Aim
Copy the whole listing below word for word, leaving out the pictures.

═════ Records supplied ═════

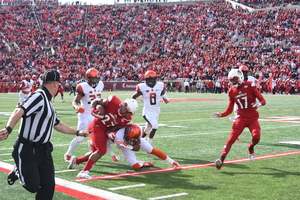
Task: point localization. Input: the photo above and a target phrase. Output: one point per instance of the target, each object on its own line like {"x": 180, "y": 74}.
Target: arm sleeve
{"x": 260, "y": 97}
{"x": 229, "y": 108}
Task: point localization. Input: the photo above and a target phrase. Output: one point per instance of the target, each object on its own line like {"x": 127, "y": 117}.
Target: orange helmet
{"x": 150, "y": 78}
{"x": 132, "y": 134}
{"x": 27, "y": 78}
{"x": 243, "y": 68}
{"x": 92, "y": 76}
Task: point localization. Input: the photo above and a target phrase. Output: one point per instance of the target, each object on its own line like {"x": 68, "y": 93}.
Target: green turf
{"x": 201, "y": 140}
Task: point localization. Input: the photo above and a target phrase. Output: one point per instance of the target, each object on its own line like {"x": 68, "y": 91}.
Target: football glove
{"x": 80, "y": 109}
{"x": 95, "y": 113}
{"x": 216, "y": 115}
{"x": 122, "y": 144}
{"x": 256, "y": 104}
{"x": 112, "y": 136}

═════

Finished task
Task: point localization. Input: the photo above and a target phrase. Output: one point per instance of the target, each object on its own line like {"x": 180, "y": 74}.
Target: arm sleeve
{"x": 260, "y": 97}
{"x": 229, "y": 108}
Task: point localization. Input: the photo above and a target phrase. Output: one point per instance of the target, each object on its own line like {"x": 127, "y": 117}.
Target: orange helmet
{"x": 150, "y": 78}
{"x": 132, "y": 134}
{"x": 27, "y": 78}
{"x": 243, "y": 68}
{"x": 92, "y": 76}
Task: point localization. Input: the photo above and a target phrase. Output: one point per instance of the target, each object on its own line like {"x": 68, "y": 93}.
Target: green turf
{"x": 201, "y": 140}
Task: point localization. Input: the photo above and a target phrase. Output: one point per instance of the target, each object on its own line like {"x": 68, "y": 91}.
Target: football glove
{"x": 80, "y": 109}
{"x": 95, "y": 113}
{"x": 216, "y": 115}
{"x": 122, "y": 144}
{"x": 256, "y": 104}
{"x": 112, "y": 136}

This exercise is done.